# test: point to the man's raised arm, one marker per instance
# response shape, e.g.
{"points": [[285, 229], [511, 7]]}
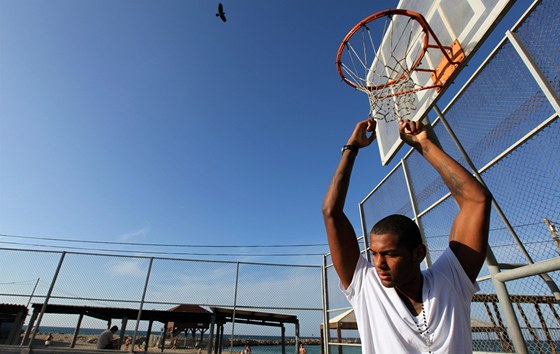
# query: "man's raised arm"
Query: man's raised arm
{"points": [[340, 233], [469, 233]]}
- - -
Task instructions => Copy every row above word for word, leaving out the picture.

Complete answer =>
# test: point to the man's raised arm, one marker per instance
# response shape, e.g.
{"points": [[285, 229], [511, 7]]}
# query: "man's raised arm"
Query: man's raised arm
{"points": [[340, 233], [469, 233]]}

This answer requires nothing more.